Required work
a: Rewrite the paragraph of the passage on true meditation that begins "You have probably heard the word" as a bulleted list, keeping its main facts.
b: Summarize the passage on true meditation in two sentences.
c: Extend the passage on true meditation, beginning immediately after its final sentence.

Passage to read
◆ ◆ ◆ ◆ ◆ ◆ ◆

True Meditation

by Krishnamurti

Man, throughout history, has been seeking in so many ways something beyond ordinary life. He has done everything possible -- fasted, tortured himself, accepted the authority of others -- engaged in every form of neurotic behavior. Man wants to find something that is both rational and has depth, a full meaning; and he has always, from ancient days, sought it out. You must have observed all this in different ways. Life seems to lack beauty, so we want romantic, mystical legends. Though we may even worship them, all the structures man has built, psychologically as well as physically, have nothing to do with reality.

You have probably heard the word "meditation" or read something about it or you may have followed some guru who tells you what to do. I wish you had never heard that word; then your mind would be fresh to enquire. Some people have been to India but I don't know why they go there. Truth isn't there; there is romance, but romance is not truth. Truth is where you are; it is not in some foreign country. Truth is what you are doing, how you are behaving, not in shaving your head or in those stupid things man has done.

◆ ◆ ◆ ◆ ◆ ◆ ◆

Provided data
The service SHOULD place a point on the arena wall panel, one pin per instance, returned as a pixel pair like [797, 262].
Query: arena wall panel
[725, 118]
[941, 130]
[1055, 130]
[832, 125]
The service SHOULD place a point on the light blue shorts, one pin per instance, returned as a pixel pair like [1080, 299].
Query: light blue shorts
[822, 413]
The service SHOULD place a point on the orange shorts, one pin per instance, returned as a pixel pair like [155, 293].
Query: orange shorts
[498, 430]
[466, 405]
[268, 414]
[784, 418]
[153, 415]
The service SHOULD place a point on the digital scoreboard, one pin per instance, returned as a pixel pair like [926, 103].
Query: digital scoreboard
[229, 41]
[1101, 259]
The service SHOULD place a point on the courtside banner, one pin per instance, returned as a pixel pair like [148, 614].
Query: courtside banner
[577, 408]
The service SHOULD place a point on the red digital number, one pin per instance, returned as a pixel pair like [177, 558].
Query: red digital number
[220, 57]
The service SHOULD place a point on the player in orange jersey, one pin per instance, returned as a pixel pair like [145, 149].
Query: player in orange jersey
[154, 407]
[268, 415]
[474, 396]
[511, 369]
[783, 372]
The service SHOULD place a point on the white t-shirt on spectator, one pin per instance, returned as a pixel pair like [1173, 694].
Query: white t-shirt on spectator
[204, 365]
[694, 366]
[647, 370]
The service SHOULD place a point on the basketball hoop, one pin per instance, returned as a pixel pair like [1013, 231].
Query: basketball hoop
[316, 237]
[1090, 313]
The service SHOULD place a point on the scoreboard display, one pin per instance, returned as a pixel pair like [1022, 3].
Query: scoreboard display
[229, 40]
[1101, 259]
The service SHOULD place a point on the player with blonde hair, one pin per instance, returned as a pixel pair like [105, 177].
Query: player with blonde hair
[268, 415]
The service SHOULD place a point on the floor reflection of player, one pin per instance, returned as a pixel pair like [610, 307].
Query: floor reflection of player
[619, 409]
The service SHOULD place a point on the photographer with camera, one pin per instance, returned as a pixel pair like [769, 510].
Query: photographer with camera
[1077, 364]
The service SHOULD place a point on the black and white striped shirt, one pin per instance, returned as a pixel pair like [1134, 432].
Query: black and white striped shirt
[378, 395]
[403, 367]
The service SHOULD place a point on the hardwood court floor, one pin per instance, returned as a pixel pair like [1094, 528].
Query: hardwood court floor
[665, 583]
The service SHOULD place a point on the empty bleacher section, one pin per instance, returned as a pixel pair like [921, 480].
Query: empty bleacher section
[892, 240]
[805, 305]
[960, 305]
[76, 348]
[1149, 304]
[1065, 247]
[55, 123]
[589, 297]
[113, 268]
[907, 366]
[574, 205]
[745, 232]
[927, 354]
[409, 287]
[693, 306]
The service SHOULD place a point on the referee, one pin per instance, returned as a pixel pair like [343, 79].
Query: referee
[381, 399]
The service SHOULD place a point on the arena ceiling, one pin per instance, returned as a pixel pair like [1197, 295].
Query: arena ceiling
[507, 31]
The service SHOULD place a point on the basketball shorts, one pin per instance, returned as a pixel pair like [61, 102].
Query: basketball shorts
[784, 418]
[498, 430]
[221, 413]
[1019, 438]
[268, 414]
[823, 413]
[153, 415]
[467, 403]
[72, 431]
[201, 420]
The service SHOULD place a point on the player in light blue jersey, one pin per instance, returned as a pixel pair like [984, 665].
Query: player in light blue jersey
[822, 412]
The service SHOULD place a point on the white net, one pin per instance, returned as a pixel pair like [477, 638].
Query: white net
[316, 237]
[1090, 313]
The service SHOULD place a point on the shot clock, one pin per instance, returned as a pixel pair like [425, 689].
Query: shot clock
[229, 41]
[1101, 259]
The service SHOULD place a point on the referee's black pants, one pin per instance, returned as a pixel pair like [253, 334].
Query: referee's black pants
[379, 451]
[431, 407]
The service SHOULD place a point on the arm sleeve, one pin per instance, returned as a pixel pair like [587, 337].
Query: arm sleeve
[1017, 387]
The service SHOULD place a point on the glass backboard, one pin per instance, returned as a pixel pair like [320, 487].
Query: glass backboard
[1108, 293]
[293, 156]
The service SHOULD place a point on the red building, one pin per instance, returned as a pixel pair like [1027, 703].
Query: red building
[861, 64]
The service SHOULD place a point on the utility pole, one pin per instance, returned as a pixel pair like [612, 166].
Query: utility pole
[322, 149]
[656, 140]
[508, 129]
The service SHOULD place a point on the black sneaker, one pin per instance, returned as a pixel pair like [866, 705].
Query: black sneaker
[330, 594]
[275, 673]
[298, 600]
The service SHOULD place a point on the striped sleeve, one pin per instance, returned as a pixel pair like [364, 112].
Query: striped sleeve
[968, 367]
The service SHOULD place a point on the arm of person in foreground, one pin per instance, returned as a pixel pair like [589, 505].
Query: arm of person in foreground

◆ ◆ ◆ ◆ ◆ ◆ ◆

The replies
a:
- One may know the word "meditation" from hearing it, from reading about it, or from following a guru who gives instructions.
- The speaker wishes the listener had never heard the word, so that the mind would be fresh to enquire.
- Some people go to India, though the speaker does not know why.
- Truth is not there. There is romance, but romance is not truth.
- Truth is where one is, not in some foreign country.
- Truth lies in what one is doing and how one is behaving, not in shaving one's head or in other such practices.

b: Throughout history, man has sought something beyond ordinary life by every possible means, yet all the structures he has built, psychological and physical, have nothing to do with reality. Truth is not found by traveling to a foreign country such as India but is where one is, in what one is doing and how one is behaving.

c:
Meditation is not for the immature. The immature can play with it, as they do now, sitting cross-legged, breathing in a certain way, standing on their heads, in order to experience something original. But, using any system, you can never come upon that which is eternal, timeless. There is no short cut to all this. One has to work hard; one has to become very aware of what one is doing, what one is thinking, without any distortion.

You cannot empty the mind of the activity of the self by any method or by saying, "Tell me what to do." Therefore, if you are really interested in this, you have to find out for yourself your own activity of the self -- the statements, the gestures, the habits, the deceptions, the guilt that you cultivate and hold on to as though they were some precious things, instead of throwing them all away -- all the activities of the self. And that demands awareness.

Now, what is being aware? Awareness implies observation in which there is no choice at all, just observing without interpretation, translation or distortion. And that will not take place so long as there is an observer who is trying to be aware. You have heard that statement. You think, "What am I to do? How am I to be aware without the observer?" You want an activity. You are more concerned with action than with listening to the statement. If you listen to it completely, then you are breathing the perfume, the truth of it. And the truth acts, not the "me" who is struggling to act rightly. Have you got it?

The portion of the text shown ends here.